BRIEF
Please resume the passage below about Sinha and Jammu and Kashmir, writing on from its last sentence.

Start of EXTRACT TO READ

The future can often be deciphered by looking into the past. Sinha is known as a person who has learnt the art of surviving in politics. In 1980, he contested and lost the Banaras Hindu University Students’ Union election. He tried again over the next two years and succeeded in 1982. Similarly, even though he lost a few Lok Sabha elections, he is a three-time former Member of Parliament (MP). The PM made him minister of state for railways in 2014 and later gave him independent charge of the ministry of communications. He did reasonably well in both portfolios. Modi was satisfied with his hard work, honesty and dedication. When Modi spoke at a public meeting in Ghazipur (Uttar Pradesh) during the 2019 elections, in a somewhat unexpected gesture, he asked the audience to first applaud Sinha.

Despite this, he lost the Lok Sabha elections in 2019. There were indications that the Ghazipur parliamentary constituency was no longer a safe seat for him, thanks to changing social equations. The BJP leadership offered him another seat, but he wanted to fight from Ghazipur which he did and lost.

For some time now, there has been some talk in the corridors of power in Delhi that Sinha would be given a suitable berth somewhere. But what he got last Thursday must certainly have exceeded all his expectations. In his trademark manner, despite being pushed into the background for a while, he has made a somewhat spectacular comeback. How effective will he be in his new post?

To arrive at an answer, one has to look at the unexpected departure of GC Murmu, the outgoing L-G of J&K. As the first L-G, he did a commendable job on the law and order front in the Valley. But his manner of functioning did not go down well with the bureaucracy in the Union Territory (UT). This is the reason he had to return to Delhi in 10 months. He will now take up the new constitutional responsibility as the Comptroller and Auditor General (CAG). In a way, it can also be called a promotion. But there is a difference between Raj Bhavan in Srinagar and just another government bungalow in Delhi.

Murmu, a bureaucrat, was given a number of tasks to execute in J&K. But given the nature of the political and social initiatives he was required to undertake, it was clear that only a politician could have carried them out successfully. The situation in Kashmir is complex. Many people, including political leaders such as former chief minister Mehbooba Mufti, are still under house arrest or behind bars. Another former chief minister Omar Abdullah has announced that he will not contest the assembly elections until statehood is restored to J&K. These two families have so far dominated politics in Kashmir.

End of EXTRACT TO READ
Start of DATA EXCERPTS

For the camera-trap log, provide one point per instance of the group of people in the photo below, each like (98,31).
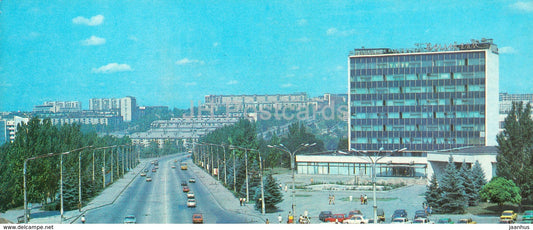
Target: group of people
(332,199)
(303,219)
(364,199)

End of DATA EXCERPTS
Start of DATA EXCERPTS

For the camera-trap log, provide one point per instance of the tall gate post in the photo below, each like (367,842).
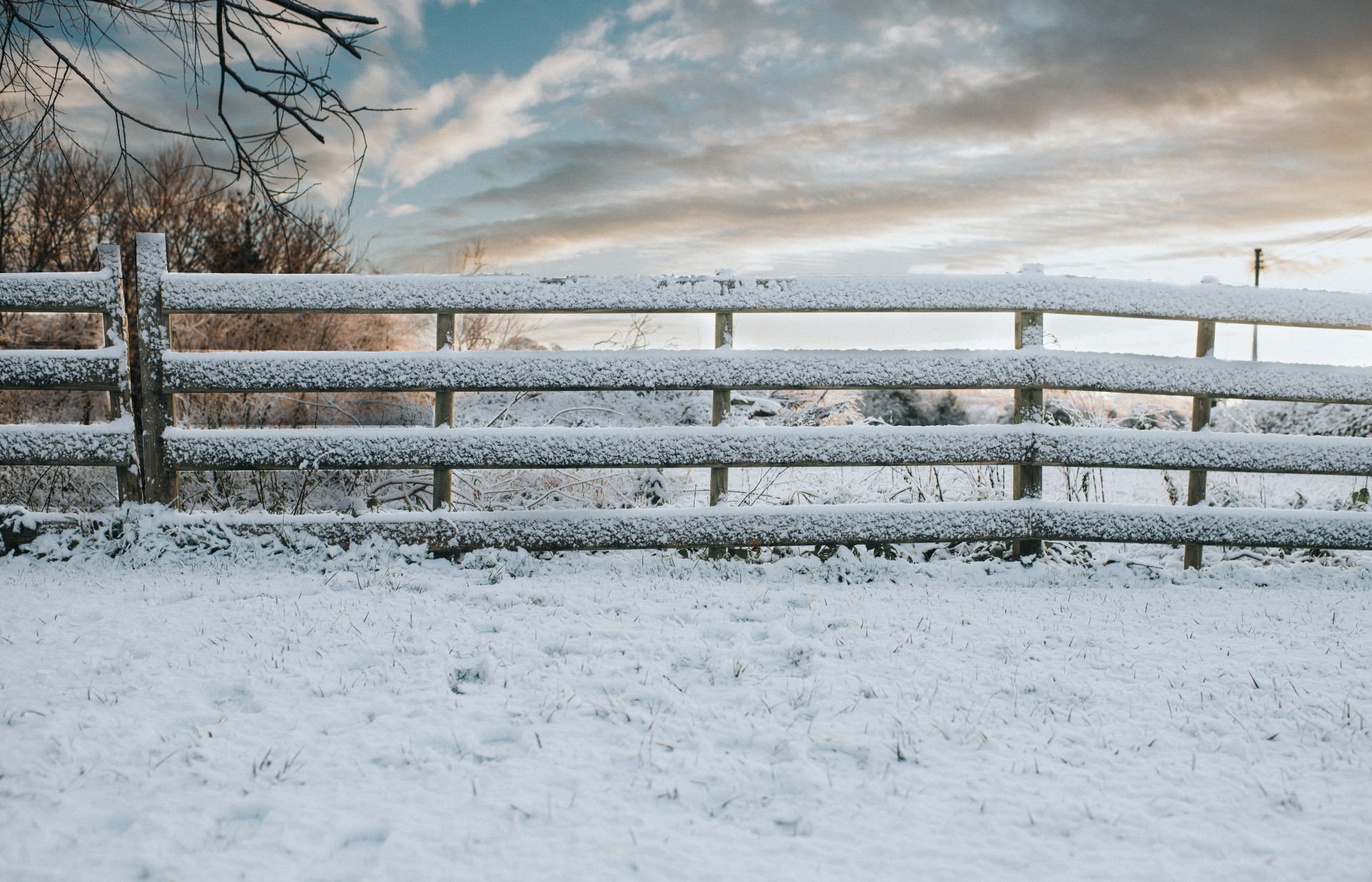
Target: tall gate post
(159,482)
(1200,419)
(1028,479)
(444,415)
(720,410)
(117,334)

End of DATA EXCERPTS

EXPECTED ANSWER
The Centre believes that the era of the Abdullah and Mufti dynasties is over, and that J&K needs a new brand of politics and politicians. Sinha now has the onerous task of giving opportunities to a new set of politicians who can connect with the elders and bring all sections of society together. He is a veteran politician and has been non-controversial till now. It will be interesting to see how effective his political style will be in the Valley.

Kashmir has been a victim of terrorism for years. The day Sinha’s appointment was being celebrated by his supporters, a Bharatiya Janata Party (BJP) sarpanch was shot dead by terrorists in Kashmir. In the past, there have been frequent killings of democratic leaders in the Valley. The security forces have been caught up in a bloody war with terrorists there. So far this year, 206 people have been killed in Kashmir, including 34 security personnel.

The long curfew and shattering impact of the Covid-19 pandemic have also devastated the UT which is already facing a huge economic crisis. According to Sheikh Ashiq Ahmad, president of the Kashmir Chamber of Commerce and Industry, businessmen have suffered a loss of ~40,000 crores and over half-a-million people in the Valley have become unemployed. Recently, the business community met the home minister and the finance minister to apprise them of their demands and their distress. Given this dire situation, Sinha has his task cut out for him.

The new responsibility is, in effect, a crown of thorns for Sinha. All eyes are now on how he will deal with the fractious UT. Can he convert this crown of thorns into a feather in his cap?